Reading text:
§ §

Meet Ikea (Career Changed Assistance Dog)
This story came from Sandra Parton, who works with Canine Partners For Independence. You can also see some of Ikea's recent media work by clicking here.

Ikea is nearly 3 years old now [January 2002]. He came to live with me when he was eight weeks old to begin his life as an assistance dog for Canine Partners For Independence. I was his 'Puppy Parent'.   

Every thing was fine at first, then at ten weeks of age he was ill with vomiting and an upset tummy which didn't seem to clear up properly. And I also found a large lump on his tail so he underwent surgery to remove the lump.

He recovered well from the operation but he continued to be sick and was diagnosed with a long term gut infection. He needed six months of antibiotics to clear the infection. Even though the treatment was unpleasant, Ikea was always happy. He loved every one and was able to continue with his training. At nine months of age we had the all clear and things were looking up, until I noticed that he was limping and awkward as he walked.

§ §

Image point grounding entries

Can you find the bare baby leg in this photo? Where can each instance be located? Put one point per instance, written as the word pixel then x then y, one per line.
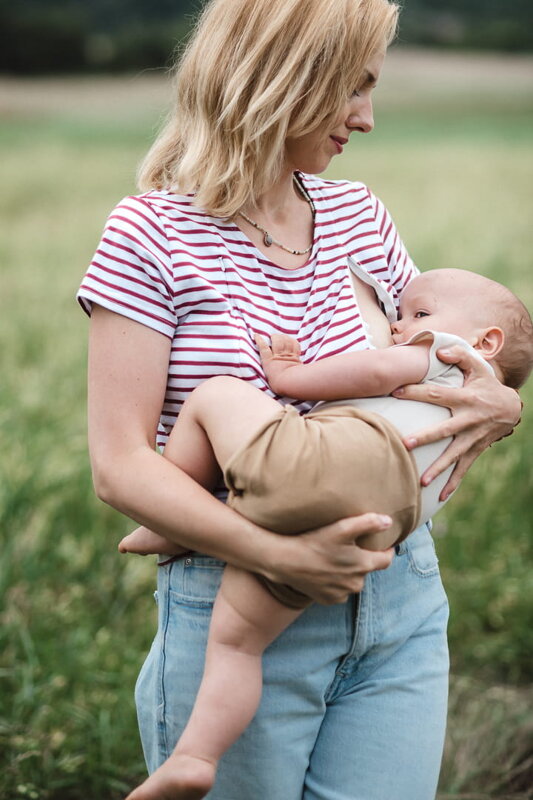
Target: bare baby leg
pixel 246 619
pixel 219 416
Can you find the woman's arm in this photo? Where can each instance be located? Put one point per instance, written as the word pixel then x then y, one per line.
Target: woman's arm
pixel 128 364
pixel 363 373
pixel 483 411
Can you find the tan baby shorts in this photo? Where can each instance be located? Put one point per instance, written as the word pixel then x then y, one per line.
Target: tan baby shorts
pixel 298 473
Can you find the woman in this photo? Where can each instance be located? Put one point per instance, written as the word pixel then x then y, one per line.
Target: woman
pixel 236 236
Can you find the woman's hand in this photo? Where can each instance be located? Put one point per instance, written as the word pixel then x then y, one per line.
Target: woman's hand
pixel 483 411
pixel 326 564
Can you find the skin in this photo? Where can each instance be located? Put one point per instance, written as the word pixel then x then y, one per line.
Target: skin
pixel 127 378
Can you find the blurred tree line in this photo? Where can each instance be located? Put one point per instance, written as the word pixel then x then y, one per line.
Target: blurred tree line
pixel 111 35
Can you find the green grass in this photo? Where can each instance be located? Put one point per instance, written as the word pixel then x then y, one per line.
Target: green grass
pixel 455 169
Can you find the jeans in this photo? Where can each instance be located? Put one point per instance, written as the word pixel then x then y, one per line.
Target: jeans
pixel 355 695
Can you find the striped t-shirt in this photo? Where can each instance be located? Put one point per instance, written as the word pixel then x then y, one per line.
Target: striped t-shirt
pixel 200 281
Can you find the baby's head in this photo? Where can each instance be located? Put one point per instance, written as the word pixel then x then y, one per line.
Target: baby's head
pixel 481 311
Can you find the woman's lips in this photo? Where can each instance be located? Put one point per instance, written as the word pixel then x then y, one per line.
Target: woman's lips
pixel 339 142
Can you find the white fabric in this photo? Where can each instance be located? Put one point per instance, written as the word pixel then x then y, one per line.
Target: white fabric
pixel 410 416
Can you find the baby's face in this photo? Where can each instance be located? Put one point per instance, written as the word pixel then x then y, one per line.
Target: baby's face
pixel 434 301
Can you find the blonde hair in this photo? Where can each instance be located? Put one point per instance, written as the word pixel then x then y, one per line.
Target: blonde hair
pixel 254 73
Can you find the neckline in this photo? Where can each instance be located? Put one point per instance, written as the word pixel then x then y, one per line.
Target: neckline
pixel 262 258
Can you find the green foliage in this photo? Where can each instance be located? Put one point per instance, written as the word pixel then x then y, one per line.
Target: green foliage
pixel 76 618
pixel 61 36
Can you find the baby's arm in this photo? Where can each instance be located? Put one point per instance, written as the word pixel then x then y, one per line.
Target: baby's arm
pixel 364 373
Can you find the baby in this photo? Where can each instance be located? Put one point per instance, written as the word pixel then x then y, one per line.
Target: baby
pixel 291 473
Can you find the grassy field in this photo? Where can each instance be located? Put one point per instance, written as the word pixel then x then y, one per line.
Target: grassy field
pixel 452 157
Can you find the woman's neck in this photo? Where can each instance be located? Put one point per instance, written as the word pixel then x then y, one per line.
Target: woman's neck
pixel 279 201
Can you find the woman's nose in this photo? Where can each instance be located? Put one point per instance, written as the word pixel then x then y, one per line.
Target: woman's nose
pixel 362 119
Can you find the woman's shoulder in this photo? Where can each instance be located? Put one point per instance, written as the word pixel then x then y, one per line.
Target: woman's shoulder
pixel 164 202
pixel 335 191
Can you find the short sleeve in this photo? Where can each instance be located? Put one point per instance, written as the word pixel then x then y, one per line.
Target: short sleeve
pixel 400 264
pixel 131 272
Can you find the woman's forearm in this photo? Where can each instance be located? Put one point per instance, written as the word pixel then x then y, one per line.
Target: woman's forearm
pixel 148 488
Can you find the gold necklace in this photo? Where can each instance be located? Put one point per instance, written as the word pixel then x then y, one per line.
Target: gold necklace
pixel 268 239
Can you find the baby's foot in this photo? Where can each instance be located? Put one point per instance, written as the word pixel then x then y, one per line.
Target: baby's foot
pixel 145 542
pixel 181 777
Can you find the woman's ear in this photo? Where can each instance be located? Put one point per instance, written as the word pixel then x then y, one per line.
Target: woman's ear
pixel 490 342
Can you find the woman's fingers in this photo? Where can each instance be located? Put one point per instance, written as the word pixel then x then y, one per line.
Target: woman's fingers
pixel 328 565
pixel 429 393
pixel 265 352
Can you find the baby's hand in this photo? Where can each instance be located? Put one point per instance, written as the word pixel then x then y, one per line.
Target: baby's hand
pixel 283 347
pixel 284 353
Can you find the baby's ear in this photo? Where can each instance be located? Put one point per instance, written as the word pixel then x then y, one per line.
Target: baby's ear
pixel 490 342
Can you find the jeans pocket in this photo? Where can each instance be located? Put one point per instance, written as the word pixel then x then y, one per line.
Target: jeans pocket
pixel 195 581
pixel 421 552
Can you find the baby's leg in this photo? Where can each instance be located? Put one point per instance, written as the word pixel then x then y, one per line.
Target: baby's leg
pixel 246 619
pixel 218 417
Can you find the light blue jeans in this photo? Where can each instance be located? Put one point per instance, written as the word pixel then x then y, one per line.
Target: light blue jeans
pixel 355 695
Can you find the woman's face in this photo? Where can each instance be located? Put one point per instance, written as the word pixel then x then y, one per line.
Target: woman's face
pixel 313 152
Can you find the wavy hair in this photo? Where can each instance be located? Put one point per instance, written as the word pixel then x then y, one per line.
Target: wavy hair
pixel 254 73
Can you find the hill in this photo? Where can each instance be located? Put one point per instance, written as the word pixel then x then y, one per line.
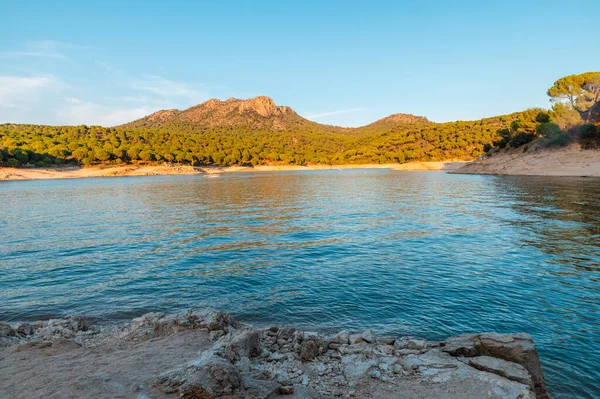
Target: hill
pixel 247 132
pixel 258 113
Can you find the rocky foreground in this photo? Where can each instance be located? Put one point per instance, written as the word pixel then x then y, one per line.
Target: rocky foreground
pixel 207 354
pixel 536 161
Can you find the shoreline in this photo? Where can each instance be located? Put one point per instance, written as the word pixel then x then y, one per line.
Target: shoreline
pixel 207 354
pixel 76 172
pixel 569 161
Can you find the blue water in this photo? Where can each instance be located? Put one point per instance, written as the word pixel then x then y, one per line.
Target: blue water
pixel 409 253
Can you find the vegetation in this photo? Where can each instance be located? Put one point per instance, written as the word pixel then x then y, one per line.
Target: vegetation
pixel 256 132
pixel 22 145
pixel 574 116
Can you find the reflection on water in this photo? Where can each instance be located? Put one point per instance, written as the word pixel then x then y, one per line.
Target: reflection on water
pixel 413 253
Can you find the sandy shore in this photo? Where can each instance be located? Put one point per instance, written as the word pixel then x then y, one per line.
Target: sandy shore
pixel 153 170
pixel 209 355
pixel 565 161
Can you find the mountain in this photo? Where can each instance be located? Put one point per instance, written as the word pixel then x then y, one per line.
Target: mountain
pixel 258 113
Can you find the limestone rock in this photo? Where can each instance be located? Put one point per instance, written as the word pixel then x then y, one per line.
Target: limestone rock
pixel 510 370
pixel 354 338
pixel 309 350
pixel 368 336
pixel 6 330
pixel 517 348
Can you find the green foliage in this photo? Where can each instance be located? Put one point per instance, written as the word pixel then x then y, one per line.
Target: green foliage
pixel 580 92
pixel 547 129
pixel 189 143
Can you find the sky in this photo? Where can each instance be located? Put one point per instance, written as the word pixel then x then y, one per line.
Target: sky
pixel 344 63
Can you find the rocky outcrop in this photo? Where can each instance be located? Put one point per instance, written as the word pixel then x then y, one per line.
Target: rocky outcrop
pixel 208 354
pixel 534 160
pixel 515 349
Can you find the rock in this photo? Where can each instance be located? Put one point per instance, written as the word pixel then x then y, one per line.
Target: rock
pixel 214 335
pixel 517 348
pixel 210 377
pixel 286 389
pixel 368 336
pixel 309 350
pixel 343 337
pixel 25 329
pixel 354 338
pixel 360 348
pixel 397 368
pixel 6 330
pixel 286 333
pixel 384 350
pixel 461 345
pixel 510 370
pixel 387 340
pixel 410 343
pixel 257 385
pixel 244 344
pixel 61 345
pixel 375 372
pixel 244 364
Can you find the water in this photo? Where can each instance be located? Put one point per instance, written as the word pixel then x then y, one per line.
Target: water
pixel 409 253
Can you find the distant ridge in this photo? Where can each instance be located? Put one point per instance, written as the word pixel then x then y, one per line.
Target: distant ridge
pixel 256 113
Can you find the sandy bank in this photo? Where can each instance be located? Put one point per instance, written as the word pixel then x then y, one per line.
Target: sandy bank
pixel 154 170
pixel 207 354
pixel 565 161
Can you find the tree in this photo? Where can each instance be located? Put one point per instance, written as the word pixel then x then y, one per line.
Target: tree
pixel 565 116
pixel 581 92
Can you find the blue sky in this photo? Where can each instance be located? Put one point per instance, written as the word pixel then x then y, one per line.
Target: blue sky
pixel 337 62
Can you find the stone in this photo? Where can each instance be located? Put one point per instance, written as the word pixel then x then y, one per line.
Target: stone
pixel 461 345
pixel 62 344
pixel 6 330
pixel 309 350
pixel 517 348
pixel 286 389
pixel 368 336
pixel 387 340
pixel 214 335
pixel 245 344
pixel 257 385
pixel 343 337
pixel 384 350
pixel 214 377
pixel 504 368
pixel 354 338
pixel 359 348
pixel 25 329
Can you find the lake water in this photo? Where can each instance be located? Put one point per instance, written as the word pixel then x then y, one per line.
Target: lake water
pixel 410 253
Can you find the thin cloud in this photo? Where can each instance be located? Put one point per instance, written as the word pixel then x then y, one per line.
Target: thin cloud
pixel 15 91
pixel 166 88
pixel 41 49
pixel 77 111
pixel 332 113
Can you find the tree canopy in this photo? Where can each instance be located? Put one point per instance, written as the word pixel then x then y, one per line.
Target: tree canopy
pixel 577 92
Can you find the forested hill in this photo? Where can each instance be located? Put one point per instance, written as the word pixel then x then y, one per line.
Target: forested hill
pixel 258 113
pixel 247 132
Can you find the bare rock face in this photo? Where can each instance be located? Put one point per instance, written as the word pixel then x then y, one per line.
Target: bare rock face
pixel 6 330
pixel 510 370
pixel 227 359
pixel 516 348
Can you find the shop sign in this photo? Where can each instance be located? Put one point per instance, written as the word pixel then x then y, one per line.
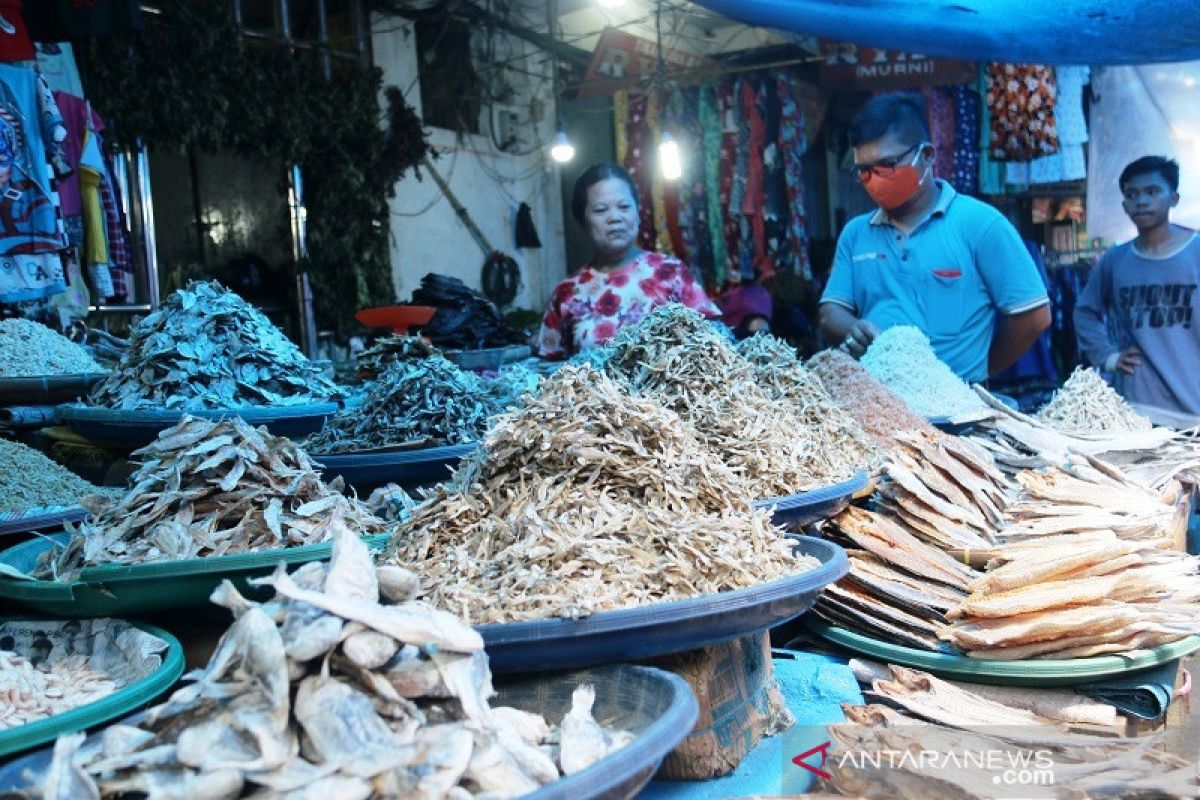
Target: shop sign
pixel 853 66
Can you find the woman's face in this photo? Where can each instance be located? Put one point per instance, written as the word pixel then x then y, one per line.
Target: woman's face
pixel 611 216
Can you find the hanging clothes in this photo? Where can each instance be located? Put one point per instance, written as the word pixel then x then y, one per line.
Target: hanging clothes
pixel 793 143
pixel 1021 100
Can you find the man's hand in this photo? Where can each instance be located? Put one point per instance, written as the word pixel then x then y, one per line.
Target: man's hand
pixel 859 337
pixel 1128 360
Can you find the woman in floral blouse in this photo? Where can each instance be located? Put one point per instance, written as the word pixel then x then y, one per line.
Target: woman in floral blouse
pixel 623 283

§ §

What this task involves:
In the story about Ikea, how long did he need antibiotics to clear his gut infection? Answer from the text alone, not from the entries.

Reply:
Six months.